Point annotation dataset records:
◆ ◆ ◆ ◆ ◆ ◆ ◆

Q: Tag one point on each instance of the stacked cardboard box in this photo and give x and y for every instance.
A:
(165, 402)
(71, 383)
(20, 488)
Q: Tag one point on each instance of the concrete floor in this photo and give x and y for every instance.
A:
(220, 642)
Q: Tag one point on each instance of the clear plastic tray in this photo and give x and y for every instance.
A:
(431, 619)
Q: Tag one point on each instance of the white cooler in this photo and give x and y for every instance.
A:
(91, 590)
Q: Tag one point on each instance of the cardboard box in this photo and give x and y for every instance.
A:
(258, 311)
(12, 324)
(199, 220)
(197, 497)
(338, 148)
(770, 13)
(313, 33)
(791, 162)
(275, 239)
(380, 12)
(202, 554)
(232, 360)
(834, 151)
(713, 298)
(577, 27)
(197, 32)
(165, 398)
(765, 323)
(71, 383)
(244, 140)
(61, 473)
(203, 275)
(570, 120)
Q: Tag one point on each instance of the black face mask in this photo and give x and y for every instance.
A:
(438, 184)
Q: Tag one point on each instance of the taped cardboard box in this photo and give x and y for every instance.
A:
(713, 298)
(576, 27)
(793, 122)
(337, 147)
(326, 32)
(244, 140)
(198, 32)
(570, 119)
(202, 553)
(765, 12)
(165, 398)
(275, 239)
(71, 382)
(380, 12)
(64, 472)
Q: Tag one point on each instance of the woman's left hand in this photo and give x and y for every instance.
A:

◆ ◆ ◆ ◆ ◆ ◆ ◆

To be done:
Render the records as a Markdown table with the columns "No." and "Text", starting at the line with "Q: Tag one point on each instance of the white" and running through the end of the records, both ends included. Number each line in "No." and put the line itself in "Text", leaving out blank lines.

Answer to the exercise:
| No. | Text |
|---|---|
| 1 | Q: Tag one point on each instance of the white cooler in this photo and give x and y for every instance. |
| 2 | A: |
| 3 | (91, 590) |
| 4 | Q: Tag one point on each instance of the cardboard box in this photo and give x and y for every instance. |
| 5 | A: |
| 6 | (258, 311) |
| 7 | (12, 324) |
| 8 | (199, 220) |
| 9 | (197, 497) |
| 10 | (338, 148) |
| 11 | (770, 13) |
| 12 | (313, 33) |
| 13 | (791, 162) |
| 14 | (275, 239) |
| 15 | (380, 12) |
| 16 | (202, 554) |
| 17 | (232, 360) |
| 18 | (834, 151) |
| 19 | (713, 298) |
| 20 | (577, 27) |
| 21 | (197, 32) |
| 22 | (165, 398) |
| 23 | (765, 323) |
| 24 | (71, 383) |
| 25 | (244, 140) |
| 26 | (61, 473) |
| 27 | (203, 275) |
| 28 | (570, 120) |
| 29 | Q: Tag one point on each instance of the black face mask in this photo and give x and y for every instance. |
| 30 | A: |
| 31 | (438, 184) |
| 32 | Q: Tag one point on each instance of the taped cardboard box in this photo and give x and y for every instance. |
| 33 | A: |
| 34 | (713, 298) |
| 35 | (576, 27) |
| 36 | (793, 122) |
| 37 | (337, 147) |
| 38 | (326, 32) |
| 39 | (244, 140) |
| 40 | (198, 32) |
| 41 | (570, 119) |
| 42 | (202, 553) |
| 43 | (765, 12) |
| 44 | (165, 398) |
| 45 | (275, 239) |
| 46 | (71, 382) |
| 47 | (380, 12) |
| 48 | (64, 472) |
| 49 | Q: Tag one point on each instance of the woman's left hand in this photo and give x and y for every instance. |
| 50 | A: |